### Instruksi Tugas
Bisakah Anda mengutip utuh tulisan tentang perempuan di era milenial di bawah ini, tanpa mengubah satu huruf pun?

### Bagian Dokumen

Langsung ke konten utama

Quo Vadis  Perempuan di Era Millenial

Oleh: Alma Morino
Aktivis HMI

Dalam setiap perkembangan zaman tentu ada hal yang turut berubah mengiringi perkembangannya. Hal yang dahulunya dianggap tabu untuk dibicarakan bisa jadi menjadi hal yang ramai-ramai dibincangkan pada tongkrongan lesehan saat ini. Memasuki era baru atau era millennial saat ini, dimana kemajuan teknologi serta kecepatan mengakses informasi menjadi salah satu komponen penting saat ini, yabg secara tidak langsung ikut memaksa kita terkhususnya kaum perempuan juga berubah dalam pola berpikir untuk memposisikan dirinya sesuai dengan zaman dalam pengakuan eksistensinya.

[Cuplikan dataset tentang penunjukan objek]
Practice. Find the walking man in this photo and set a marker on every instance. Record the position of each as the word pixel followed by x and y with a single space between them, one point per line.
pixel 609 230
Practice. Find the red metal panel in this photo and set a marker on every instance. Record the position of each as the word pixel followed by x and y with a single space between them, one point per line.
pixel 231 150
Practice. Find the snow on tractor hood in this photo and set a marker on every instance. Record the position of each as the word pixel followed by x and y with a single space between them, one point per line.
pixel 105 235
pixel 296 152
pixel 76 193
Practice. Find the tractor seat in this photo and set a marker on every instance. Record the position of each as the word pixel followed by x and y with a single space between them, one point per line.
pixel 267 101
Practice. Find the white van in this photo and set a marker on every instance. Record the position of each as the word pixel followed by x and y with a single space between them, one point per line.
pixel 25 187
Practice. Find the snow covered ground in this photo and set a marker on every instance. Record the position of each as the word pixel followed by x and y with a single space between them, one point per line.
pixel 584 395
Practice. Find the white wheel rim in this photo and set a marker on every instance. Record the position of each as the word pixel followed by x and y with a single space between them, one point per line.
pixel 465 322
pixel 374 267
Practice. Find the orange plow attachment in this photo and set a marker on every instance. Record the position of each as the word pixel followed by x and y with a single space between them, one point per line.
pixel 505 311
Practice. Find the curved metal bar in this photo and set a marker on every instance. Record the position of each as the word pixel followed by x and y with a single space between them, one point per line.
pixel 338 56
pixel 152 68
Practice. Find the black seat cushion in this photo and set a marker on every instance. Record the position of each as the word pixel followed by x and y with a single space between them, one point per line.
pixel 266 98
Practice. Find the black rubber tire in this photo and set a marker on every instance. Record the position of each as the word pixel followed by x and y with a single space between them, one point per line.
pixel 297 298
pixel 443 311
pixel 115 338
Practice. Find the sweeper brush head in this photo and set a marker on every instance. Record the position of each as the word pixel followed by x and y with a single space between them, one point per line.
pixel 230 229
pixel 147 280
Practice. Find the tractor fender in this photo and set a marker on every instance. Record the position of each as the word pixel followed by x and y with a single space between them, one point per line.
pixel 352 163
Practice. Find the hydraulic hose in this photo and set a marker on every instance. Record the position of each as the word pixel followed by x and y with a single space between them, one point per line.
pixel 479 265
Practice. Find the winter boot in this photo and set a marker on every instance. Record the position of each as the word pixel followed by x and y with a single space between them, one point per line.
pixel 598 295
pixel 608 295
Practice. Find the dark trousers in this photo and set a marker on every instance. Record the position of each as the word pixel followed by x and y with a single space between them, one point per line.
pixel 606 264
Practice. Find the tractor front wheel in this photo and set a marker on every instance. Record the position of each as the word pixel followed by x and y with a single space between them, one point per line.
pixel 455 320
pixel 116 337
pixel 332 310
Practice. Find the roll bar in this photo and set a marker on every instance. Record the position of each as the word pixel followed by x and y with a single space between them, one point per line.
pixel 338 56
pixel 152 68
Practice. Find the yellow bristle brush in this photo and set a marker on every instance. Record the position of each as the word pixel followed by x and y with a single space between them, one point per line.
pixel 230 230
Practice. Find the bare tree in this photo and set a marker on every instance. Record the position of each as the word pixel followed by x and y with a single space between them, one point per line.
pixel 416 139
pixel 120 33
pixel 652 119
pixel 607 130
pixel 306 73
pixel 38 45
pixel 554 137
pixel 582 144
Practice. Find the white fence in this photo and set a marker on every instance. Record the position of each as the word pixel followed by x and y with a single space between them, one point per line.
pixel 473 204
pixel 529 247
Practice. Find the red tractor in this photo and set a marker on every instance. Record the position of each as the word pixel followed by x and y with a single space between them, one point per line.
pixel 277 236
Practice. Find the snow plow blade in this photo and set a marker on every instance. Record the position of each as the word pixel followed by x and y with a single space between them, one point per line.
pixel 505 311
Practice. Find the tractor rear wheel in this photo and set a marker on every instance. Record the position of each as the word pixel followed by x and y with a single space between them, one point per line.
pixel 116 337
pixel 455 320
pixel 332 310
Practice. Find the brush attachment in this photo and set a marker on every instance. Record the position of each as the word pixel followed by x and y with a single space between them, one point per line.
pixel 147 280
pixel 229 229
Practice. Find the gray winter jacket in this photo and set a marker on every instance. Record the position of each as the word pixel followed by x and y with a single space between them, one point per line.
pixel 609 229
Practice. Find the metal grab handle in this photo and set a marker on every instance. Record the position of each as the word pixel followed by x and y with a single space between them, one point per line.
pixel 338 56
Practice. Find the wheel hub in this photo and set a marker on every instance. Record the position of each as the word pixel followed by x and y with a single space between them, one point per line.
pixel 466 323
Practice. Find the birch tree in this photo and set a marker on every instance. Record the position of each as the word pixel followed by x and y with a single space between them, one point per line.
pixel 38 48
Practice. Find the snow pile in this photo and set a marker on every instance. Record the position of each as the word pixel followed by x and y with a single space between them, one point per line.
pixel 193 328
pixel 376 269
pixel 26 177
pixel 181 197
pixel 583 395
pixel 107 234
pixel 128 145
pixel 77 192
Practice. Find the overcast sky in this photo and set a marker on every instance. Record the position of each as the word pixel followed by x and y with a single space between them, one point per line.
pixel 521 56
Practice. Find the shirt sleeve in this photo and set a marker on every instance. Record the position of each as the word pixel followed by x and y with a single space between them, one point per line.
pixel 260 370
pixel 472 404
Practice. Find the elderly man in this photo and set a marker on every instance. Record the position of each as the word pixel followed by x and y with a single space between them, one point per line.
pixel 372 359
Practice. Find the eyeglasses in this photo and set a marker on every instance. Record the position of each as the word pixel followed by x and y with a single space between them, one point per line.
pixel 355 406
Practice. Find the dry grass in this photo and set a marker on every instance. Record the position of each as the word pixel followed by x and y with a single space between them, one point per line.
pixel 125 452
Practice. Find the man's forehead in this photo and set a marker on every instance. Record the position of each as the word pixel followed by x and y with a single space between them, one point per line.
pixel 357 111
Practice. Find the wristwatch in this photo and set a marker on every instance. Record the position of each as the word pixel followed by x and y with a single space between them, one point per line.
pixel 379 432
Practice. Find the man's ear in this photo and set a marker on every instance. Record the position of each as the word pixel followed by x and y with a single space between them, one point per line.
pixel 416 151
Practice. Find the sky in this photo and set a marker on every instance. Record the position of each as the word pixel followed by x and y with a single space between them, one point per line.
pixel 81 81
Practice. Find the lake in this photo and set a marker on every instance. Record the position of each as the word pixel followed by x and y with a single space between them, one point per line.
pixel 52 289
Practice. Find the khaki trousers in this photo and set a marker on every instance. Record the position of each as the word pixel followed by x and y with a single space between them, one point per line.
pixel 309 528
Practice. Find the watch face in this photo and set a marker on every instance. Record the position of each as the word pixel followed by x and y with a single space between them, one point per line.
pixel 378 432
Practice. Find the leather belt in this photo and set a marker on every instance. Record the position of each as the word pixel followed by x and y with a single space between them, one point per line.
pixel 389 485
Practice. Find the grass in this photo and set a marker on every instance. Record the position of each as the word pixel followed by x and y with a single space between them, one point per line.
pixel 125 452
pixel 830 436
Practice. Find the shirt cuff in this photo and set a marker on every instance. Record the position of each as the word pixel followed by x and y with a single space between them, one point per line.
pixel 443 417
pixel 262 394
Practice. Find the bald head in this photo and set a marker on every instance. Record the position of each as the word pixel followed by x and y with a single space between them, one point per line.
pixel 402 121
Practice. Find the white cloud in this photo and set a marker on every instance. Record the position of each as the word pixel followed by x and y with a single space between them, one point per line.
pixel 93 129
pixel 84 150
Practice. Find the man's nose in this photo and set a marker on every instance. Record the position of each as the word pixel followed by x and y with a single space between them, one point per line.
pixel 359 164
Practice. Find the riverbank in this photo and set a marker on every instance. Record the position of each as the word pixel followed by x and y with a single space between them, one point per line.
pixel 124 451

### Jawaban Tugas
Langsung ke konten utama

Quo Vadis  Perempuan di Era Millenial

Oleh: Alma Morino
Aktivis HMI

Dalam setiap perkembangan zaman tentu ada hal yang turut berubah mengiringi perkembangannya. Hal yang dahulunya dianggap tabu untuk dibicarakan bisa jadi menjadi hal yang ramai-ramai dibincangkan pada tongkrongan lesehan saat ini. Memasuki era baru atau era millennial saat ini, dimana kemajuan teknologi serta kecepatan mengakses informasi menjadi salah satu komponen penting saat ini, yabg secara tidak langsung ikut memaksa kita terkhususnya kaum perempuan juga berubah dalam pola berpikir untuk memposisikan dirinya sesuai dengan zaman dalam pengakuan eksistensinya.